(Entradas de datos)
* * * * * * *

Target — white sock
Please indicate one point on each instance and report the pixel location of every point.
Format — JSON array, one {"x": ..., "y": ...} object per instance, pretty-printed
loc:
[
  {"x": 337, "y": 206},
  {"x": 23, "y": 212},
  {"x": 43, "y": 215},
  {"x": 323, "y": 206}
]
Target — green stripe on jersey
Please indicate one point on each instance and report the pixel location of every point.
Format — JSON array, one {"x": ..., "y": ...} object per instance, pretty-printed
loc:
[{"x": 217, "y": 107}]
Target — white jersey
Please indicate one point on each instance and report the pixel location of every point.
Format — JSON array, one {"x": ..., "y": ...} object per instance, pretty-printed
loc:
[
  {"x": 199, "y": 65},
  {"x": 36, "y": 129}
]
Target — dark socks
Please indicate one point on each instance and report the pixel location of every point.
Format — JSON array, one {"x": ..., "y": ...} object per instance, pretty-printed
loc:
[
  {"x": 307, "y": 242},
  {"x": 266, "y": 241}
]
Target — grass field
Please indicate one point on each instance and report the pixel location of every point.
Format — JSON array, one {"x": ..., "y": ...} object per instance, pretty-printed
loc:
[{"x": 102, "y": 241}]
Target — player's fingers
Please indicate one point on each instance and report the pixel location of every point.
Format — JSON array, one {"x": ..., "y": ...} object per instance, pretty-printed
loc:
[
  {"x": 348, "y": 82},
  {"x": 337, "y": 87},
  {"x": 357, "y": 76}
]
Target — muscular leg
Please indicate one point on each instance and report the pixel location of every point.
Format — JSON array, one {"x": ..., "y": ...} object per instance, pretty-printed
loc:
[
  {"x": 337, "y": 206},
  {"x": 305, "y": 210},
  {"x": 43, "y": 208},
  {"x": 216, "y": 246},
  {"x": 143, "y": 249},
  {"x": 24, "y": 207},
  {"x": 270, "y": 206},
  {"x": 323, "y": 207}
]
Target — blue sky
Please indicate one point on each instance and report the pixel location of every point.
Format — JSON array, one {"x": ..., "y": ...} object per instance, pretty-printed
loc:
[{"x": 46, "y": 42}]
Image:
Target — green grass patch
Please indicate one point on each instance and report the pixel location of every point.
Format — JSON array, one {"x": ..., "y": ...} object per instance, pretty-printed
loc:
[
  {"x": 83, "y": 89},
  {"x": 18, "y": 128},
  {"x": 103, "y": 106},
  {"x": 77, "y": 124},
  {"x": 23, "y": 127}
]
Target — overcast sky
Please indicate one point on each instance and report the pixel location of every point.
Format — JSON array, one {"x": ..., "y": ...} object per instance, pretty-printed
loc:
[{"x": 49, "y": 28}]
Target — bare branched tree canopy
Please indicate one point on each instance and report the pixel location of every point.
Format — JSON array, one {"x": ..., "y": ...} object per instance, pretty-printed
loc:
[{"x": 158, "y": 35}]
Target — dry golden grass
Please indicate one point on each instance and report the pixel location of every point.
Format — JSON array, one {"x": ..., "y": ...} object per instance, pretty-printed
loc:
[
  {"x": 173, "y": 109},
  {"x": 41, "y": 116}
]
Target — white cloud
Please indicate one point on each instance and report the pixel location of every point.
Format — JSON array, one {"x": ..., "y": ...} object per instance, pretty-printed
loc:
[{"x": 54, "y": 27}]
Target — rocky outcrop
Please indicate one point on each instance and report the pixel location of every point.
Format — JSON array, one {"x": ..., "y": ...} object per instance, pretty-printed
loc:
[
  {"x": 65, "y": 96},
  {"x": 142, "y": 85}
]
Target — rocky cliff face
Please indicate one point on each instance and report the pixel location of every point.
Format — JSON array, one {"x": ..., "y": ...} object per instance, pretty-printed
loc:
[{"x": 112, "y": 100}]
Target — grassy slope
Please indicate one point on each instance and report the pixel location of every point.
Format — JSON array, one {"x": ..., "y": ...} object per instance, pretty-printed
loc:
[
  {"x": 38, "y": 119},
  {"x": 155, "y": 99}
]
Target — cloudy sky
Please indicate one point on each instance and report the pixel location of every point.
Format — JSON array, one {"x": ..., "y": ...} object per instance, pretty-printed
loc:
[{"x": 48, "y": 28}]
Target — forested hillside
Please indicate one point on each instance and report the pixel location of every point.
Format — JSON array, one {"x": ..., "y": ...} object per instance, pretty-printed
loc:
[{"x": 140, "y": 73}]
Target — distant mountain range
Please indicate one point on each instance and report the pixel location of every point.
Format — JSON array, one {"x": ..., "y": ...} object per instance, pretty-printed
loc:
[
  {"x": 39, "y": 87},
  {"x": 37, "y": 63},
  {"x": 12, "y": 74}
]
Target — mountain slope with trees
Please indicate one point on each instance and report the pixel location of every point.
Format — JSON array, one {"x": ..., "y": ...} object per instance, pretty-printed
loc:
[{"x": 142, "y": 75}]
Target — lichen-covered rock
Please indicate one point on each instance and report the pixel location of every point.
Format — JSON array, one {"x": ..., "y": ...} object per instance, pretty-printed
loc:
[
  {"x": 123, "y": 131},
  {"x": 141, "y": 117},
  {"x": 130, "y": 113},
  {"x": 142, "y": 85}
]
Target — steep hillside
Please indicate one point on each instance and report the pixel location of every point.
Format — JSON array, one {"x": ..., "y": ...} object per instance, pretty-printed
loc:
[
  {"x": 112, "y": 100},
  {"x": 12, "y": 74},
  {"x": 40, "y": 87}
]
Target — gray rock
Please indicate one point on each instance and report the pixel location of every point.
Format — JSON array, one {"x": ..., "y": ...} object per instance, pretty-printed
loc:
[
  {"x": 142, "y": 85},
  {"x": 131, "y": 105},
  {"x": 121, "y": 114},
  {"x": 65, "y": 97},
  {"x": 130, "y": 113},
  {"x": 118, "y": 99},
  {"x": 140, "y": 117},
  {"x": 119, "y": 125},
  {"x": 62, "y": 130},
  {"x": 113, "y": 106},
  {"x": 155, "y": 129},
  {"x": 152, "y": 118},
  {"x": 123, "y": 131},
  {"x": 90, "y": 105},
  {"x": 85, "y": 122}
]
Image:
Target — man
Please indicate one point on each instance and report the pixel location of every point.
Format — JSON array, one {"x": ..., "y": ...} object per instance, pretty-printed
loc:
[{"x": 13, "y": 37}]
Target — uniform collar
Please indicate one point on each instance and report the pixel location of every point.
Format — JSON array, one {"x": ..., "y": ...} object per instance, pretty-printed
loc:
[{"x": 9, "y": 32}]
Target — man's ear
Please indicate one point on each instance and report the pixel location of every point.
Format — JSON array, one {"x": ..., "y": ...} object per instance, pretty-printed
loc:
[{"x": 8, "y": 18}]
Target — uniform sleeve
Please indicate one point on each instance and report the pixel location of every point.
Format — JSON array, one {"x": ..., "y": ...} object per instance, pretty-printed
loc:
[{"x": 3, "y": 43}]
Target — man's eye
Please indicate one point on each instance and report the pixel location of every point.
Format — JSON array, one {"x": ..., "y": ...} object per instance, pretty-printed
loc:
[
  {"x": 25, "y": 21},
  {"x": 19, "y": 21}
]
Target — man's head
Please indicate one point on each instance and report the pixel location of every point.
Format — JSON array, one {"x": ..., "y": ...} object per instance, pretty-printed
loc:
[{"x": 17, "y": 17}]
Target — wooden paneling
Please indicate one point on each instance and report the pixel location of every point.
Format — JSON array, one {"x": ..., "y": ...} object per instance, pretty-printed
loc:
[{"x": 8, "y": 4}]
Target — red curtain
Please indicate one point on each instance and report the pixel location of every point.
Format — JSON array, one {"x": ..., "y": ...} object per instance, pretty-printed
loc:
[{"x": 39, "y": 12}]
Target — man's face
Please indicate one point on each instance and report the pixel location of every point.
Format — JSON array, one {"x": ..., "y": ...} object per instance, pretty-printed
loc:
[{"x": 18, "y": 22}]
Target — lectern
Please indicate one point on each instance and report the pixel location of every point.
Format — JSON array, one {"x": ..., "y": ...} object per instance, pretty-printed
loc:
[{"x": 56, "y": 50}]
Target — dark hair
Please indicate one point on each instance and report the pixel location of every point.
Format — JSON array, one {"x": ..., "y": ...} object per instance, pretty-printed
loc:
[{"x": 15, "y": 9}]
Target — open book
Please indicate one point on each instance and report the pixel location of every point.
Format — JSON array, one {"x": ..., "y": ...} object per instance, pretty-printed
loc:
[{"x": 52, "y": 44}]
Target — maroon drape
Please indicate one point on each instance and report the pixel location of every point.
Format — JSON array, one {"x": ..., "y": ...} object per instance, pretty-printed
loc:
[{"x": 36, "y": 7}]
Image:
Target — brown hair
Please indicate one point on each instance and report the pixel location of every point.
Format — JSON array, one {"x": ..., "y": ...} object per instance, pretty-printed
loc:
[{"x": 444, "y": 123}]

* * * * * * *

OBJETIVO DEL EJERCICIO ::
Vuelve a escribir las líneas que van desde la que contiene "Target — dark hair" hasta la última, ambas incluidas, cambiando "pixel location" por "pixel position" y dejando todo lo demás igual.

RESULTADO DEL EJERCICIO ::
Target — dark hair
Please indicate one point on each instance and report the pixel position of every point.
Format — JSON array, one {"x": ..., "y": ...} object per instance, pretty-printed
loc:
[{"x": 15, "y": 9}]
Target — open book
Please indicate one point on each instance and report the pixel position of every point.
Format — JSON array, one {"x": ..., "y": ...} object per instance, pretty-printed
loc:
[{"x": 52, "y": 44}]
Target — maroon drape
Please indicate one point on each instance and report the pixel position of every point.
Format — JSON array, one {"x": ..., "y": ...} object per instance, pretty-printed
loc:
[{"x": 36, "y": 7}]
Image:
Target — brown hair
Please indicate one point on each instance and report the pixel position of every point.
Format — JSON array, one {"x": ..., "y": ...} object per instance, pretty-printed
loc:
[{"x": 444, "y": 123}]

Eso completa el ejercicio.